**DOCUMENT**.
________________________________________

KREG-TV (channel 3) is a television station in Glenwood Springs, Colorado, United States, broadcasting the classic television network MeTV. It is owned and operated by Weigel Broadcasting, and has a transmitter atop Sunlight Peak.

Since its purchase in 2020 by Weigel, and given KREG-TV has no signal penetration into the Denver metropolitan area, KREG-TV has been positioned as a station serving the entire Denver media market via cable and satellite, rather than its history as a repeater of stations based in Grand Junction.

History

KCWS
KREG-TV was launched January 28, 1984, by Western Slope Communications, a group of investors, as independent station KCWS on VHF channel 3. It promised the best selection of off-network and first-run syndicated programming available; plus an aggressive regional news operation that pioneered the first long-form morning newscast on Western Slope television.

At its launch, KCWS stated it had "one of the highest shares ever received by an independent station at sign-on". However, the station's construction was hindered by what it said was "one of the worst winters in Colorado history", as well as equipment that was either delayed or damaged; in addition, the station fought with commissioners in Garfield County to locate its transmitter at the Sunlight Peak transmitter site used by its translator system. Mesa County's commissioners refused to allow KCWS to be carried on its translators; this prevented the station from being seen in Grand Junction, the largest community in the Western Slope, until the station was added to United Cable's lineup. In addition, the small size of the Glenwood Springs area meant that advertising dollars were scarce; it didn't help matters that KWGN-TV in Denver had been available on cable for decades in the area. The station underwent three rounds of layoffs, and filed for chapter 11 bankruptcy on June 27, 1984. News was eventually eliminated, and after only five months, KCWS went dark on July 2, 1984, following a Taxi rerun.

________________________________________

**DIRECTIVE A**. Translate this sentence from the KREG-TV history into Spanish: "The station underwent three rounds of layoffs, and filed for chapter 11 bankruptcy on June 27, 1984."

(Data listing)
________________________________________

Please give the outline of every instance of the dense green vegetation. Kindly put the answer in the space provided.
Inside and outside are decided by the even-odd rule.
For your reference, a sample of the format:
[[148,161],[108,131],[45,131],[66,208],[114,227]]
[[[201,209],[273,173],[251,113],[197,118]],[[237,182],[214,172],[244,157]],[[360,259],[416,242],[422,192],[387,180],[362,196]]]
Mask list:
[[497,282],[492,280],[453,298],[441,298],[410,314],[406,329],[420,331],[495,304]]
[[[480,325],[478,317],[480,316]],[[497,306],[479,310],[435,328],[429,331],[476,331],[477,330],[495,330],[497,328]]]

________________________________________

**DIRECTIVE B**. Turn every line of the records in the data listing into a numbered list, omitting any blank lines.

**WRITTEN ANSWER A**. La estación pasó por tres rondas de despidos y se declaró en quiebra conforme al capítulo 11 el 27 de junio de 1984.

**WRITTEN ANSWER B**.
1. Please give the outline of every instance of the dense green vegetation. Kindly put the answer in the space provided.
2. Inside and outside are decided by the even-odd rule.
3. For your reference, a sample of the format:
4. [[148,161],[108,131],[45,131],[66,208],[114,227]]
5. [[[201,209],[273,173],[251,113],[197,118]],[[237,182],[214,172],[244,157]],[[360,259],[416,242],[422,192],[387,180],[362,196]]]
6. Mask list:
7. [[497,282],[492,280],[453,298],[441,298],[410,314],[406,329],[420,331],[495,304]]
8. [[[480,325],[478,317],[480,316]],[[497,306],[479,310],[435,328],[429,331],[476,331],[477,330],[495,330],[497,328]]]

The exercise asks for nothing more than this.